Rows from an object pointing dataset
▼
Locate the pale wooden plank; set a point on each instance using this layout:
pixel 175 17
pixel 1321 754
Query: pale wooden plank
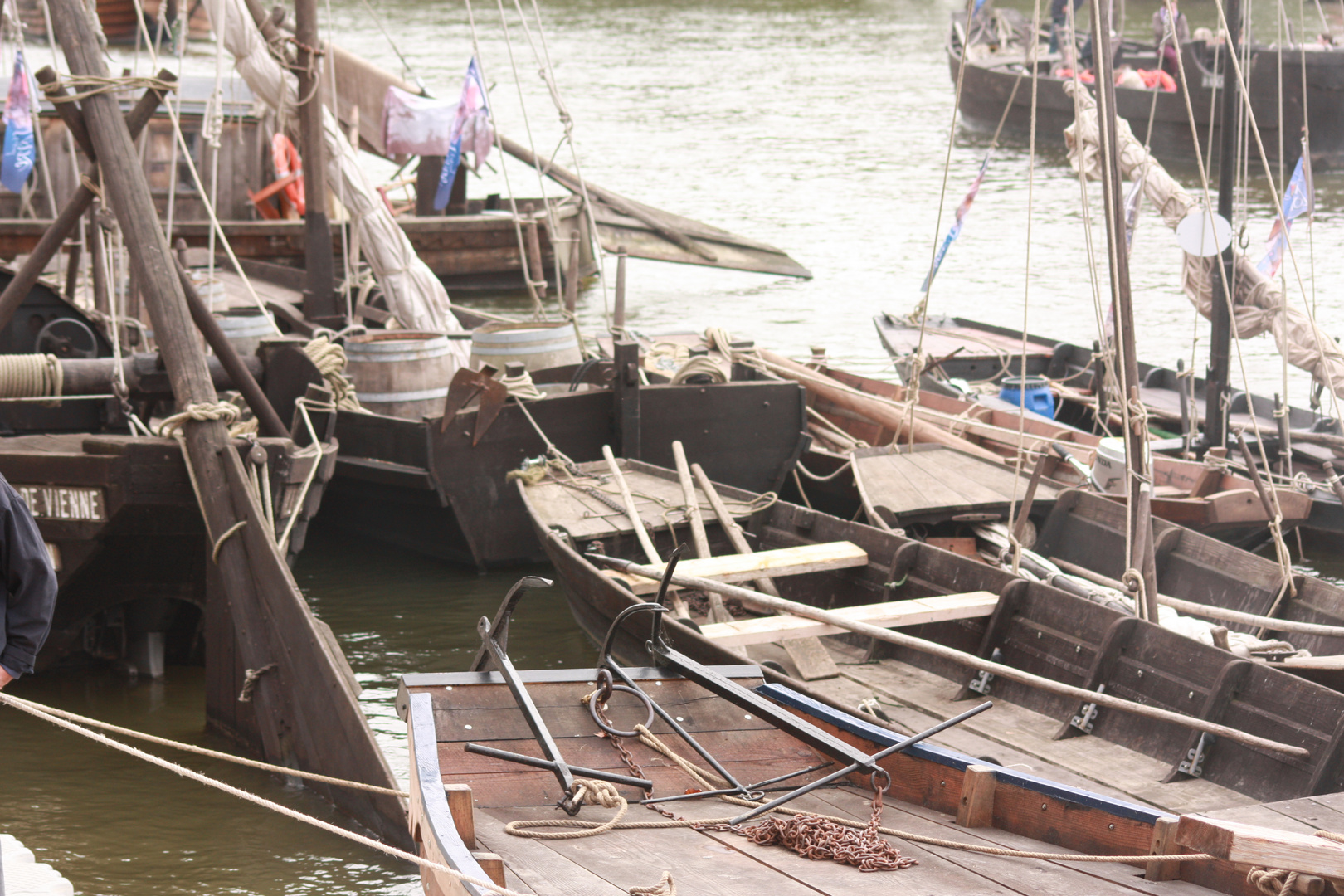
pixel 1259 845
pixel 893 614
pixel 745 567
▲
*Exercise directions*: Reproduce all of the material above line for line, without the pictures.

*Solved exercise*:
Locate the pale wooden plank; set a point on each instance using this layout:
pixel 175 17
pixel 1321 754
Query: pale wooden plank
pixel 1259 845
pixel 893 614
pixel 745 567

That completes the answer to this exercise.